= Text provided =
§
The only successful coup d’état in American history occurred on November 10, 1898, in Wilmington, North Carolina. At the time, the city was one of the most prosperous ports on the East Coast and a center of African- American economic and political power. The local government had been controlled by Democrats for two decades, but that changed in 1894 and 1896 when black voters, now a majority of the citizens, elected a coalition of Republicans and Populists. The city’s white aristocracy would not stand for it.
“We will never surrender to a ragged raffle of Negroes,” declared one of their leaders, a former congressman and Confederate colonel named Alfred Moore Waddell. “Even if we have to choke the Cape Fear River with carcasses.”
On the morning of the 10th as many as two thousand white men and boys took to the streets, armed with rifles, pistols, and rapid-fire Colt machine guns mounted on horse-drawn wagons. They began by burning down the offices of The Daily Record, the city’s black newspaper. In photographs taken afterward, the men pose in front of the incinerated building with their shotguns raised. The second floor has been reduced to a single wall, the smoke billowing from its splintered planks. Grinning boys stand in the front row, cradling their smaller guns. (See illustration on page 42.)
The mob proceeded to the neighborhood of Brooklyn, the heart of Wilmington’s African-American community, where they slaughtered what men they could find. Some of the revolutionaries—for that’s how they saw themselves, having issued a “White Declaration of Independence”—boarded streetcars and fired into the windows of homes and businesses as they passed by. Corpses began to collect in the streets. In the midst of this tumult, the revolution’s leaders stormed City Hall. At gunpoint, they forced the mayor and his board of aldermen to resign, and installed their own government. Colonel Waddell became mayor. It’s not known for certain how many people died in Wilmington that day—the estimates range well into the hundreds—but eyewitnesses claimed that the Cape Fear did in fact run red with blood.
The city’s African-American businessmen and political leaders were stripped of their possessions and marched to the station, where they boarded trains headed north. The new administration moved quickly to fulfill the points of their Declaration of Independence, chief among them the revocation of black suffrage and the transfer of jobs from blacks to whites.
Despite numerous conflicting reports at the time, the most widely accepted account of the massacre was Colonel Waddell’s. In “The Story of the Wilmington, NC, Race Riots,” published two weeks later in Collier’s Weekly, Waddell described the burning of the Record’s office as “purely accidental” and suggested that the violence was incited by black politicians. It was not until 2005 that a historical commission, created by the North Carolina legislature, conducted a comprehensive investigation into what happened in Wilmington in 1898, and why. In 2007 the North Carolina Senate passed a resolution expressing “profound regret that violence, intimidation and force” were used to overthrow a municipal government. The North Carolina Senate that year also apologized for slavery.
The atrocity in Wilmington lies at the heart of A Moment in the Sun, John Sayles’s sixth book of fiction. It is a natural subject for him. In his novels and his twenty films, Sayles has proved himself a connoisseur of American shame. He has found his theme in the exploitation of West Virginia miners in the 1920s (Matewan), the 1919 Black Sox Scandal (Eight Men Out), electoral politics (Silver City), the Bay of Pigs (his previous novel, Los Gusanos), and rapacious real estate developers in Florida (Sunshine State) and New Jersey (City of Hope).
§
= Explore the material =
A – Answer the following from the passage on the 1898 Wilmington coup:
(i) On what date did the coup take place?
(ii) Who became mayor after the revolution's leaders stormed City Hall?
(iii) In what year did the North Carolina Senate pass a resolution expressing "profound regret" over the overthrow?
B – Carry on the passage about the Wilmington coup and John Sayles's novel, beginning after its final sentence.

Referring expression data
§
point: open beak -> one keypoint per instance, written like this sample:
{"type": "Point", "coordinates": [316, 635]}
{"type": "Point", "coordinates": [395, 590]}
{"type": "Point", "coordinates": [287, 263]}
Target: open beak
§
= Per-task outputs =
A –
(i) November 10, 1898
(ii) Alfred Moore Waddell
(iii) 2007

B –
The shame is all on the side of the land developer, the coal executive, the greedy baseball team owner. The exploited working stiff, whose fate is tied to complex historical and political machinations far out of his control, is our hero—along with his friends, family, and coworkers. Sayles has an affinity for large crowds of characters. As a film director, his affection for ensemble acting bears some relation to Robert Altman’s approach, the biggest difference being that Sayles gives each of his characters plenty of time to speak their piece without interruption. And speak they do. In Sayles’s films and novels, there is often an uneasy tension between storytelling and pedagogy; he is at his best when he favors the former.
In view of the garrulousness and complexity of Sayles’s approach, it is no small thing to say that A Moment in the Sun is his most expansive and populous work yet. The Wilmington story alone provides plenty of material for a historical novel; in fact the few African-American writers bold enough to challenge Waddell’s official version of events published their accounts as fiction. Of the eight main characters in A Moment in the Sun, six of them belong to Wilmington families: the Manigaults, who are white gentry; the family of Dr. Lunceford, a black doctor prominent in Wilmington’s “sepia society” who is rich enough to keep his own servants; and the darker, poorer Scotts, who live across the tracks in Brooklyn. Sayles devotes nearly two hundred pages to Wilmington—a short novel, in other words—though this makes up only a fraction of the book’s length. A Moment in the Sun runs 955 pages, but that figure is deceptive. The designer has narrowed margins and reduced font size; with a little breathing room the page count might easily drift beyond 1,500. The novel is an encyclopedic portrait of an American era when imperial, racist, and plutocratic power were asserted with exceptional force.
Besides the novel about Wilmington, Sayles also intersperses two separate war novels: the first follows a regiment of black soldiers during the Spanish-American War; the second embeds the reader on both sides of the Philippine-American War (also the subject of Sayles’s new film, Amigo). There is a novella about the Klondike Gold Rush, and what amount to stand-alone short stories about the assassination of President McKinley at the Pan-American Exposition in Buffalo, a tense baseball game between black and white soldiers in a Chattanooga army camp, the travails of a sickly Lower East Side newsboy, and a Chinese peasant girl’s flight from a rural village in Shandong province to a Hong Kong whorehouse.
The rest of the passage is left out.